The problem: According to the text on Liberation Foods, what share of the company do INC cooperative members own?

Study text:
*** Block opens ***

In 2003, Twin brought together a global network of nut producers to increase smallholder market access by developing the first ever Fairtrade standards for nuts. Fairtrade helped to boost sales, but to achieve a seismic shift in the market we went back to the producers to discuss setting up a game changing nut company. In 2007, Liberation Foods, the world’s first farmer-owned ethical nut business, was launched by the International Nut Cooperative (INC), Twin and Equal Exchange UK, with support from Comic Relief, Cordaid and The Hunter Foundation.
INC cooperative members representing 22,000 farmers across Asia, Africa and Central America own a 43% share in Liberation, Twin owns a 23% share and the remaining shares are held by Cordaid, Equal Exchange in the UK and USA, and other ethical investors. Twin also sits on Liberation’s Board alongside two producer representatives elected by the INC to guide the company’s strategic decision-making. Producers not only enjoy better market access through Liberation, they gain valuable market insight and have a platform to share their stories.
Market creation with Liberation
Since its first year of operation, Liberation has supplied the majority of UK supermarket private label Fairtrade nuts, launching into mainstream markets with Tesco, closely followed by Sainsbury’s. Liberation’s award-winning branded products are also available in Waitrose, Traidcraft, Oxfam and independent outlets. As Europe’s largest supplier of Fairtrade nuts, the company is at the forefront of creating a new market segment for ethical nuts and is supported by a host of celebrity ambassadors, including comedian Harry Hill and celebrity chefs Allegra MceEedy, Hugh Fearnley Whittingstall, Antony Worrall Thompson and Gary Rhodes.

*** Block closes ***

Information supplied:

*** Block opens ***

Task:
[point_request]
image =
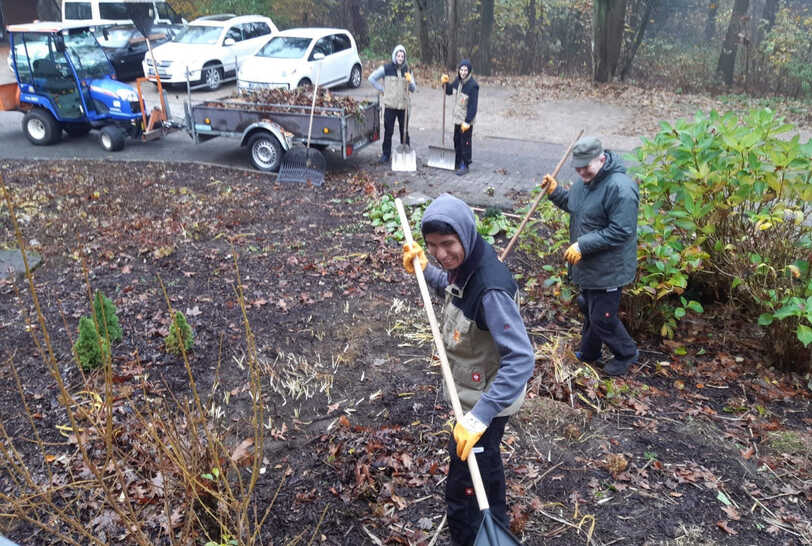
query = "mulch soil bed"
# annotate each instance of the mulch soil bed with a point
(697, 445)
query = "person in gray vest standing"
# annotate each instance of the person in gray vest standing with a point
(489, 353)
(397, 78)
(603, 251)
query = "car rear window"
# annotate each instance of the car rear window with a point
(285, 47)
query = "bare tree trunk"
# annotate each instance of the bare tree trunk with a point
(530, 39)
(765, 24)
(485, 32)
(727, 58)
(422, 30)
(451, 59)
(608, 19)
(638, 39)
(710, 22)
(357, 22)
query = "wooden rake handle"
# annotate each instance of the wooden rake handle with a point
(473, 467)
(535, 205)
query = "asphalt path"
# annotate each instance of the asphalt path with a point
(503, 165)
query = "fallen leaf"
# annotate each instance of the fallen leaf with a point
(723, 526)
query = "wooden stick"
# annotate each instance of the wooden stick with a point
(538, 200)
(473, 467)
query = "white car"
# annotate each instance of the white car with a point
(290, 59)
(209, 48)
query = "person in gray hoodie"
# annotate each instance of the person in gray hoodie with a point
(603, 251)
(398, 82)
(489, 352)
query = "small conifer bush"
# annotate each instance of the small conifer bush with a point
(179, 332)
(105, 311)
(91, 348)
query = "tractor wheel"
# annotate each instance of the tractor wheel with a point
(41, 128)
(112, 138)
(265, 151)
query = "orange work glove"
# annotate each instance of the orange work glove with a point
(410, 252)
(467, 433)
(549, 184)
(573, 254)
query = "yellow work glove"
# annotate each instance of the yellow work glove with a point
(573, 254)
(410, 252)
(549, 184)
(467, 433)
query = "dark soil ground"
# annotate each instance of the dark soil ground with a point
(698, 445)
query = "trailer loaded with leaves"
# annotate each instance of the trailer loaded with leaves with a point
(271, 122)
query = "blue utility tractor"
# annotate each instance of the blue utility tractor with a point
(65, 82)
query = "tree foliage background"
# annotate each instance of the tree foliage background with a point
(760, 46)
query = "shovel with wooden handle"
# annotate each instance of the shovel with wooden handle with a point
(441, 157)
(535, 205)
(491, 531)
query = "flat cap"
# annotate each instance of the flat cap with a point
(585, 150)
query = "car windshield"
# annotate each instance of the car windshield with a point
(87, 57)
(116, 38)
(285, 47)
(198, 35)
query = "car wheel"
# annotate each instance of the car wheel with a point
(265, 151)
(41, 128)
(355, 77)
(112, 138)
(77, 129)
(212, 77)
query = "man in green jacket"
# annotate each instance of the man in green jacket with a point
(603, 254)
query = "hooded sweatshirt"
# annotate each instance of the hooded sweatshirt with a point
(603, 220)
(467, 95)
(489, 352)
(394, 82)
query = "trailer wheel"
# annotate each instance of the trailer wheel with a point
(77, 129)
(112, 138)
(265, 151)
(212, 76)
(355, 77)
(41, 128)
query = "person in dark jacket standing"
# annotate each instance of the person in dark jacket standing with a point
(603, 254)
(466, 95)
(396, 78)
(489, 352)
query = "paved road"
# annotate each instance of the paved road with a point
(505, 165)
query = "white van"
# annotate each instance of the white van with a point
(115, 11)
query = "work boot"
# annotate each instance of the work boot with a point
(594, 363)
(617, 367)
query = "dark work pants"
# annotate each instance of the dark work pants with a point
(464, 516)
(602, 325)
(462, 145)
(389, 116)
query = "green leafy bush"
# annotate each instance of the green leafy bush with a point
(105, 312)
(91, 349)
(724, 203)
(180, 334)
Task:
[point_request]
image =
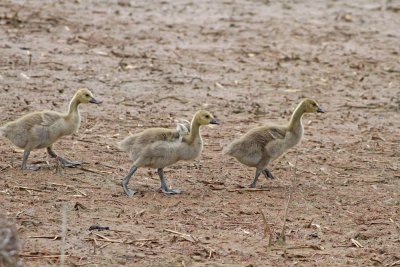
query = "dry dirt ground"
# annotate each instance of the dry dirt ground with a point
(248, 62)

*** Block closes ***

Result for this exercise: A 43% share.